# WHAT IS BEING ASKED
Every entry must be duplicated precisely as written.

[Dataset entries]
+++

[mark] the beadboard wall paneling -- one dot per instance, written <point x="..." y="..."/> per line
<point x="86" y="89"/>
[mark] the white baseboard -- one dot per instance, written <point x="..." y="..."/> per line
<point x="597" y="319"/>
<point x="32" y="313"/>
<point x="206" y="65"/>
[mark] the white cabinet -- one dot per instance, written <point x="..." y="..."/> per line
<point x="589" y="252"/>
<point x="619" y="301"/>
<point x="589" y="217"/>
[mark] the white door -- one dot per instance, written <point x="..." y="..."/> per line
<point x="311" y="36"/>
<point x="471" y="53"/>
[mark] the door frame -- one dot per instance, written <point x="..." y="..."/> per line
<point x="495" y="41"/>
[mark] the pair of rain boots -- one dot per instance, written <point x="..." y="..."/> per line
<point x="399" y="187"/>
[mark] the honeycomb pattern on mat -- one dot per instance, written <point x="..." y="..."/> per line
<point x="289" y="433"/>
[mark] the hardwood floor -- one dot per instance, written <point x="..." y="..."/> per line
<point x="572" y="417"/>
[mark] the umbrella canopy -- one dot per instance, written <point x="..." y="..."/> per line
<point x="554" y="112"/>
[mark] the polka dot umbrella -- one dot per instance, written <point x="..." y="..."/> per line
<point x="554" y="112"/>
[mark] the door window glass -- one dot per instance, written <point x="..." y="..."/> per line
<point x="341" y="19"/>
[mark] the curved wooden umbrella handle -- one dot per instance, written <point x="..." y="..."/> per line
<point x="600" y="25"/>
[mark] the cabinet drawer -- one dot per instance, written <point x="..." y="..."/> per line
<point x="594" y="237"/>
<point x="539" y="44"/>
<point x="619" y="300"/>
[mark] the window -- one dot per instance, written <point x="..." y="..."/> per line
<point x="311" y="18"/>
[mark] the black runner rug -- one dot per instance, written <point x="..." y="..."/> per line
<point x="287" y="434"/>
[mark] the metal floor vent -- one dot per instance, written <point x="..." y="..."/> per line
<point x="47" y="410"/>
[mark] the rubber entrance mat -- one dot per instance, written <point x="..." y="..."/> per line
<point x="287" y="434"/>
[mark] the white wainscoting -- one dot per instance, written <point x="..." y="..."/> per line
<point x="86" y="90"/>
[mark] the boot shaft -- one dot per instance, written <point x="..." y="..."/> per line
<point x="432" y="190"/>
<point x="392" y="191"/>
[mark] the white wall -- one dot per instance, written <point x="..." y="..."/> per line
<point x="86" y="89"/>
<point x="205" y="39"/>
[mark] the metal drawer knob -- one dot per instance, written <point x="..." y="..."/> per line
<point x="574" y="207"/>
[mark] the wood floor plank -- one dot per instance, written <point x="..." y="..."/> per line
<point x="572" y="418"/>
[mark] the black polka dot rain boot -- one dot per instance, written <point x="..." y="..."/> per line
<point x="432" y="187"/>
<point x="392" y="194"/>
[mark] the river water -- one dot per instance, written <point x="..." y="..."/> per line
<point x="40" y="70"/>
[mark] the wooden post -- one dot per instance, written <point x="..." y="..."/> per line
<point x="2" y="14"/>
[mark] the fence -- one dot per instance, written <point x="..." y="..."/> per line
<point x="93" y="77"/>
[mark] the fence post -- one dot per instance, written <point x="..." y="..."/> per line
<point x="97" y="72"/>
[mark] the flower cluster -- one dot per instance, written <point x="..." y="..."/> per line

+++

# WRITTEN SOLUTION
[mark] the beadboard wall paneling -- one dot per instance, written <point x="..." y="..."/> per line
<point x="86" y="89"/>
[mark] the white baseboard -- one dot per instance, written <point x="..." y="..."/> per line
<point x="597" y="319"/>
<point x="32" y="313"/>
<point x="206" y="65"/>
[mark] the white cabinet -- one dot per instance, written <point x="..." y="..."/> per line
<point x="589" y="252"/>
<point x="619" y="301"/>
<point x="589" y="217"/>
[mark] the white door -- one dot per instance, written <point x="..." y="..."/> per line
<point x="311" y="36"/>
<point x="471" y="53"/>
[mark] the door frame -- one dot per instance, written <point x="..." y="..."/> per line
<point x="495" y="41"/>
[mark] the pair of rain boots -- one dot per instance, written <point x="..." y="..."/> per line
<point x="399" y="187"/>
[mark] the honeycomb pattern on mat -- one dot per instance, written <point x="..." y="..."/> per line
<point x="289" y="433"/>
[mark] the hardwood floor -- one dot per instance, written <point x="..." y="..."/> per line
<point x="572" y="417"/>
[mark] the umbrella canopy -- one dot per instance, written <point x="..." y="..."/> per line
<point x="554" y="112"/>
[mark] the polka dot umbrella -- one dot per instance, written <point x="..." y="..."/> per line
<point x="554" y="112"/>
[mark] the door window glass -- one dot per instance, written <point x="..." y="..."/> per line
<point x="341" y="19"/>
[mark] the curved wooden umbrella handle -- one dot per instance, written <point x="..." y="..."/> per line
<point x="600" y="25"/>
[mark] the cabinet drawer -- one dot per instance, written <point x="..." y="..."/> per line
<point x="594" y="237"/>
<point x="539" y="44"/>
<point x="619" y="300"/>
[mark] the window -- one dot per instance, written <point x="..." y="..."/> per line
<point x="311" y="18"/>
[mark] the black runner rug -- one dot per instance, written <point x="..." y="..."/> per line
<point x="287" y="434"/>
[mark] the metal floor vent -- one dot per instance, written <point x="..." y="..."/> per line
<point x="47" y="410"/>
[mark] the rubber entrance mat -- one dot per instance, written <point x="..." y="..."/> per line
<point x="287" y="434"/>
[mark] the white wainscoting -- one dot per instance, written <point x="..." y="..."/> per line
<point x="86" y="90"/>
[mark] the boot shaft -- one dot per instance, written <point x="..." y="..."/> per line
<point x="432" y="190"/>
<point x="392" y="191"/>
[mark] the white wall -- one dot per instance, written <point x="..." y="..."/> per line
<point x="86" y="89"/>
<point x="205" y="39"/>
[mark] the metal drawer knob -- one dot per instance, written <point x="..." y="..."/> per line
<point x="574" y="207"/>
[mark] the wood floor plank -- one dot per instance, written <point x="..." y="..."/> per line
<point x="572" y="418"/>
[mark] the black polka dot rain boot -- one dot per instance, written <point x="..." y="..."/> per line
<point x="432" y="187"/>
<point x="392" y="194"/>
[mark] the river water -- one dot per instance, written <point x="..." y="..."/> per line
<point x="40" y="70"/>
[mark] the wooden post -- one dot per instance, written <point x="..." y="..."/> per line
<point x="2" y="14"/>
[mark] the fence -- one dot per instance, written <point x="..." y="..."/> per line
<point x="93" y="77"/>
[mark] the fence post -- one dot per instance, written <point x="..." y="..."/> per line
<point x="97" y="72"/>
[mark] the flower cluster -- one dot per instance, written <point x="..." y="..."/> per line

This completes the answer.